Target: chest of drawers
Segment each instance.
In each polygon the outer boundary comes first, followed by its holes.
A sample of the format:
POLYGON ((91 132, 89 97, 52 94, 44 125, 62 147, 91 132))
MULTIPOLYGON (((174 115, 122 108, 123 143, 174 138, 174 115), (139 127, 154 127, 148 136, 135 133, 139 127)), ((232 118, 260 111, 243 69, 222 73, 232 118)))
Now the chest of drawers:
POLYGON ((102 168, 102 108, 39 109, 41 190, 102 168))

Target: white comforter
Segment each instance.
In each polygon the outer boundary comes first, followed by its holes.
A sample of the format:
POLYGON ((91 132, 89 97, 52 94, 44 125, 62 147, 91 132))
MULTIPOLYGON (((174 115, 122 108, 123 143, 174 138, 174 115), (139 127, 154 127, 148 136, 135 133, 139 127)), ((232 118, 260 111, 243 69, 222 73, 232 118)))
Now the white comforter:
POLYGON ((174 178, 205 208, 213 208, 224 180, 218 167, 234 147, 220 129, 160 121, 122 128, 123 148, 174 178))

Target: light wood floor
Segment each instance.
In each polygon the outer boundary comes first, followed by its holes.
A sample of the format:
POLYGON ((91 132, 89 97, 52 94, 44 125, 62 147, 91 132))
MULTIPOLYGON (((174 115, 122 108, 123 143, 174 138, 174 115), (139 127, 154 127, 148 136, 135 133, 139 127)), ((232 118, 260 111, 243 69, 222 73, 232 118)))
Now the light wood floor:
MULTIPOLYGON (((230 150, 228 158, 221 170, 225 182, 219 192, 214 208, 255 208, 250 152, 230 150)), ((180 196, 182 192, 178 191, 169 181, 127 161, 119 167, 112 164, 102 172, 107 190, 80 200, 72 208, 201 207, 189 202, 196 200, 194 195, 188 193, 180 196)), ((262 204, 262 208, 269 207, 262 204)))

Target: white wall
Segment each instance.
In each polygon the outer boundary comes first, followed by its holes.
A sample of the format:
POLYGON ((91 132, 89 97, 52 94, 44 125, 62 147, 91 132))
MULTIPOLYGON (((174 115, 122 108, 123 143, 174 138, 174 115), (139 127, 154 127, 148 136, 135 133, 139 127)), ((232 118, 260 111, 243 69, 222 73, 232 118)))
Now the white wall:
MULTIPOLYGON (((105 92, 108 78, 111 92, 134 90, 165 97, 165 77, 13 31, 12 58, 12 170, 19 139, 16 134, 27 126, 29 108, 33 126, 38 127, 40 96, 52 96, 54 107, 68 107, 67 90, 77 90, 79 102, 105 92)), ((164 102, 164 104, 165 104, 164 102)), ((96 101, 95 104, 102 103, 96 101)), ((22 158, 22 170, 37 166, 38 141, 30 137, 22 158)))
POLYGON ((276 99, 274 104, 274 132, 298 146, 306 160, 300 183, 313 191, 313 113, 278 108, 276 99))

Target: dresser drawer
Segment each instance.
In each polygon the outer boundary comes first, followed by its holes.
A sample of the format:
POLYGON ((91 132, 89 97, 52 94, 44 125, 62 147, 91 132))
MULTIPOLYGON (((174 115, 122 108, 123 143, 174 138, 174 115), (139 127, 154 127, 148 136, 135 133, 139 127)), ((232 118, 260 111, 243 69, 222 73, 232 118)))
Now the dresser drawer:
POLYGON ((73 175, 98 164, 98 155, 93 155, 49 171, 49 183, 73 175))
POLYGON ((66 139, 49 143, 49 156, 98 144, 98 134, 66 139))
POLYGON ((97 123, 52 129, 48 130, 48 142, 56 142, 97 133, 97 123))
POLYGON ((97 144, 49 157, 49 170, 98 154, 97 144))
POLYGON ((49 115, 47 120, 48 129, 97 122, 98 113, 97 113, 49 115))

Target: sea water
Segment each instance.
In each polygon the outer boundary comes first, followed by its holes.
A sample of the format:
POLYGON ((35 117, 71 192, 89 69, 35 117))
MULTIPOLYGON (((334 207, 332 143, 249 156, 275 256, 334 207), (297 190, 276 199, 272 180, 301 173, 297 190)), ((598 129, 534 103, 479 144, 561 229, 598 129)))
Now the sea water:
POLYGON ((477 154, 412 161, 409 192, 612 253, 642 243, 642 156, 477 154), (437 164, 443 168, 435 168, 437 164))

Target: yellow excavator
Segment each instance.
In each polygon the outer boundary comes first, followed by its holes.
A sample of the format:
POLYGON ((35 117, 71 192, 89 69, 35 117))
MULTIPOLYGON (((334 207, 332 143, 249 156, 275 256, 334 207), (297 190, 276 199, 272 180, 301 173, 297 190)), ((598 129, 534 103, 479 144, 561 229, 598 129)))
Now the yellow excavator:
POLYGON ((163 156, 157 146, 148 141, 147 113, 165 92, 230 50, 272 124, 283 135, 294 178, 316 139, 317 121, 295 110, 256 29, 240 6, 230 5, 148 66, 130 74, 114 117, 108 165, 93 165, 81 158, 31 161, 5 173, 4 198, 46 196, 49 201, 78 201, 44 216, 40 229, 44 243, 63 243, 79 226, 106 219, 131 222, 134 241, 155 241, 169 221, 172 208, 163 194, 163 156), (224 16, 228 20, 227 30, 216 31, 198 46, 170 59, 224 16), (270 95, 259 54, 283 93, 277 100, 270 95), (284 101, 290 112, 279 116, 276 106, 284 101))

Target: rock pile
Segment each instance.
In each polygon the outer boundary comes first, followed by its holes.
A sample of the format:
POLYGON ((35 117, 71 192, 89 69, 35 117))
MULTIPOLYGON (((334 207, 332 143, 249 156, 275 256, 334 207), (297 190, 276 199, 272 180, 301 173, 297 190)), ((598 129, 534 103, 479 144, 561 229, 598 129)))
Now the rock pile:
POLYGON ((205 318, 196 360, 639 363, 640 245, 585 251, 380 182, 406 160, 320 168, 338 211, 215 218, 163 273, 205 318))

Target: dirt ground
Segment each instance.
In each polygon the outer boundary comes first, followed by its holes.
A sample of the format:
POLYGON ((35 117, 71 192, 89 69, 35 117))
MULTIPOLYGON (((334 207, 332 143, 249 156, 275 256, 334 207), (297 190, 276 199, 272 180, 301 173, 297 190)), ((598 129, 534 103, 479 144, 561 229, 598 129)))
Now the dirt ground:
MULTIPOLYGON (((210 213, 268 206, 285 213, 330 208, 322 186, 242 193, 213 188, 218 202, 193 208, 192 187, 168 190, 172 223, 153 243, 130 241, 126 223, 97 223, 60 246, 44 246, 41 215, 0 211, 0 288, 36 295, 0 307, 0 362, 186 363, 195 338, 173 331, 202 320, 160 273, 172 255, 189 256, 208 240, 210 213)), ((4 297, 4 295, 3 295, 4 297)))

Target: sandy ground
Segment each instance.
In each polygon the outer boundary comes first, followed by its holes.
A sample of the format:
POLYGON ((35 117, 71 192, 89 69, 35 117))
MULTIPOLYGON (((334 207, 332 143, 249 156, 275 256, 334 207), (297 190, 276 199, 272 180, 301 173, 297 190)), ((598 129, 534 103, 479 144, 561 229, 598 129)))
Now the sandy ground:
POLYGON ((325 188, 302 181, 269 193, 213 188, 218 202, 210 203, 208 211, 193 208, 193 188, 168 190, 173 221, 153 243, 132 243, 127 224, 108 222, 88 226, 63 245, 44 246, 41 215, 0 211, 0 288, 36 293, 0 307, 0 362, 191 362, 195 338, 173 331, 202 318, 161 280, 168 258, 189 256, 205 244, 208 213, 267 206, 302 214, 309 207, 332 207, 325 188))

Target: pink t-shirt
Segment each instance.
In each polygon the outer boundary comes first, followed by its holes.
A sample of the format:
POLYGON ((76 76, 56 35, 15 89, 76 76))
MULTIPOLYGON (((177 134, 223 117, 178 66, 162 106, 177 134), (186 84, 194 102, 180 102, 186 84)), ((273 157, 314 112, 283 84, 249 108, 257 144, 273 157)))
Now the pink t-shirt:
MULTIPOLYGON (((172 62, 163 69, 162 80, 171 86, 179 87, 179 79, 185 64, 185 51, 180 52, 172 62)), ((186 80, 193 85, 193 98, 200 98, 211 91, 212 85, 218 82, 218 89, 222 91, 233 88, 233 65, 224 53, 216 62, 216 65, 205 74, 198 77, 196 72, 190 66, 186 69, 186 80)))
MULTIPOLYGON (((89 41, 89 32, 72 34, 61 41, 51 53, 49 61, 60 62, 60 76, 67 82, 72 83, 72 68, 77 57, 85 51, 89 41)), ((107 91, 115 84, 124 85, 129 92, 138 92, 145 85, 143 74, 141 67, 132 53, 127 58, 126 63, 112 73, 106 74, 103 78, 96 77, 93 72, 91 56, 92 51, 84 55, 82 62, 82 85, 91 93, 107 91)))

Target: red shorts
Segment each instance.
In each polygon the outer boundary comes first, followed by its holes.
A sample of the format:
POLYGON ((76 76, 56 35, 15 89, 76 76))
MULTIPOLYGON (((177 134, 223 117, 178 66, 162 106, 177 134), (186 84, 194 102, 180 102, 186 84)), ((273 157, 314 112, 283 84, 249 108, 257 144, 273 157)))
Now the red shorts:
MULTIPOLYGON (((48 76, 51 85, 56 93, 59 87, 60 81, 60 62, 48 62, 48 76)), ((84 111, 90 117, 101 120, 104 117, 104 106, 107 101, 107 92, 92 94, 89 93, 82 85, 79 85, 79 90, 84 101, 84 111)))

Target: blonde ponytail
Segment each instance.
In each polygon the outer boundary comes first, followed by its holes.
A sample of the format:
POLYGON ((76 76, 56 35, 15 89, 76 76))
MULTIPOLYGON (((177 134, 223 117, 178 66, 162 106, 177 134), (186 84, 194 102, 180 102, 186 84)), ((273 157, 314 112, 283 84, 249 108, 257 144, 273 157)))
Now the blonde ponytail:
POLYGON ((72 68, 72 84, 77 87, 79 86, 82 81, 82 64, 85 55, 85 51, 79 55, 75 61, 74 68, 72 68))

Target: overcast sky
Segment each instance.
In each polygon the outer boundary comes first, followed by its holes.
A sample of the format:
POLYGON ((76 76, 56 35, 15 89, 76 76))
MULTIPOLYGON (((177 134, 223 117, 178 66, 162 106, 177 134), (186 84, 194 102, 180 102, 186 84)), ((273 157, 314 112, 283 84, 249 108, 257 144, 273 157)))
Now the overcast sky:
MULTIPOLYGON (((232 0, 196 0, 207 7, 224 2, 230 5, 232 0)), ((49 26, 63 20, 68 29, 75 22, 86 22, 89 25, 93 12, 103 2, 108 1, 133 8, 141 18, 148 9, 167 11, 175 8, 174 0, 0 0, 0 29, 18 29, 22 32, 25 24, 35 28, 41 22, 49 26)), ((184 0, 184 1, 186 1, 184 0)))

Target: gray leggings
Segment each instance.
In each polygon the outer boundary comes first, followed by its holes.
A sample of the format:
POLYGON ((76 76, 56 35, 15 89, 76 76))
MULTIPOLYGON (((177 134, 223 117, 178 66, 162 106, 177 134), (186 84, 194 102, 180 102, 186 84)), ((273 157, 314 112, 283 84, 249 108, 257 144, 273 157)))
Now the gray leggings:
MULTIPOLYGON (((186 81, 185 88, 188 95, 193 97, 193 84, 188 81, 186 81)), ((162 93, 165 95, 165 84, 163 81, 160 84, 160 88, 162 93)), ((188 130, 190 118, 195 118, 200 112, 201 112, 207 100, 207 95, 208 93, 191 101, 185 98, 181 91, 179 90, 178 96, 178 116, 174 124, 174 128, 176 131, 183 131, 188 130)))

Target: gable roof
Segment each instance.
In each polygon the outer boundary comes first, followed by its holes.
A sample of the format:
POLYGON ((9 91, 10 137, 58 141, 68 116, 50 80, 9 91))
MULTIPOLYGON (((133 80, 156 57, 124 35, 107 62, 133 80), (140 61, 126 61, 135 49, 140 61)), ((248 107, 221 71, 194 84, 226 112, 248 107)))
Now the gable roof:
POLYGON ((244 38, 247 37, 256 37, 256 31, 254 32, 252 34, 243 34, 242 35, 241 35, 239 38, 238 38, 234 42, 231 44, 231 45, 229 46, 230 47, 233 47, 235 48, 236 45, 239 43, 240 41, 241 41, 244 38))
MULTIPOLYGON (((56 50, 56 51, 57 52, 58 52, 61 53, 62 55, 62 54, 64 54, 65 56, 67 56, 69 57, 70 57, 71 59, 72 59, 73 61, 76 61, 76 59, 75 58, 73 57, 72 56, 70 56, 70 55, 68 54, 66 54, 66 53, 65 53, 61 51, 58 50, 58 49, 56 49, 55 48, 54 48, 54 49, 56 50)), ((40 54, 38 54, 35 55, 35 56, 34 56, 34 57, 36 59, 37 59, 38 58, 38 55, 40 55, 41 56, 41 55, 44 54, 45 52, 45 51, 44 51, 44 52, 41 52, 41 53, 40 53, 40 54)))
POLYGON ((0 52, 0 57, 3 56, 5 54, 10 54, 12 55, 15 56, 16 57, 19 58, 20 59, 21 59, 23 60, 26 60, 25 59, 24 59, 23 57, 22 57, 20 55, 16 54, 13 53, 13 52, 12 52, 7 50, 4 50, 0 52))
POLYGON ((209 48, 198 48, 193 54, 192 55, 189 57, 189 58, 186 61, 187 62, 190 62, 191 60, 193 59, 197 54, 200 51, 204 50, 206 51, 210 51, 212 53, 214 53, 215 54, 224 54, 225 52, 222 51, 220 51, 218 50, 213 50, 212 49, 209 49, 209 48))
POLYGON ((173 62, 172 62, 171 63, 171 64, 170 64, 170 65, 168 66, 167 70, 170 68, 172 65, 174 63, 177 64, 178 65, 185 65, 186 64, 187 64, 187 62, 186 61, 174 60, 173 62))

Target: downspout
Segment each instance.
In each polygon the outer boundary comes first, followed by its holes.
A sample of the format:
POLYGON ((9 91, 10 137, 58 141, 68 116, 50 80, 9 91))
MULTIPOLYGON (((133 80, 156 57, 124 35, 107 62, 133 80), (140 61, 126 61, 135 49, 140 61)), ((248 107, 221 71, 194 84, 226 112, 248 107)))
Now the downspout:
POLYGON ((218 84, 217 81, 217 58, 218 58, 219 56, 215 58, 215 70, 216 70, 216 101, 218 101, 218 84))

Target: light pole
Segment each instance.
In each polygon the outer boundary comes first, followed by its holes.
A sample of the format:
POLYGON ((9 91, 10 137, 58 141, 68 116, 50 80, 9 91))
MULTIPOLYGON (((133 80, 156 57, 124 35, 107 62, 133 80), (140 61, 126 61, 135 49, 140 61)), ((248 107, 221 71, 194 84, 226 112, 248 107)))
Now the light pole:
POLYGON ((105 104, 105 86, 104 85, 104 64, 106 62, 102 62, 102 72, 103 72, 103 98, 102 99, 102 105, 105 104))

※ ※ ※

→ **Written instruction**:
Transcribe the rows above without any change, starting at the line containing "Target: white comforter" and ending at the line containing "POLYGON ((174 178, 205", both of those lines included.

→ **Answer to the exercise**:
Target: white comforter
Segment each instance.
In each polygon the outer boundary comes first, followed by its holes.
A sample of the format:
POLYGON ((91 132, 89 97, 52 94, 44 125, 62 147, 91 132))
MULTIPOLYGON (((174 115, 122 108, 123 143, 174 138, 174 115), (139 127, 154 127, 148 136, 135 133, 139 127)), ((232 118, 260 111, 243 69, 222 73, 232 118)))
Now the white comforter:
POLYGON ((174 178, 205 208, 213 208, 224 180, 218 167, 234 147, 220 129, 160 121, 122 128, 123 148, 174 178))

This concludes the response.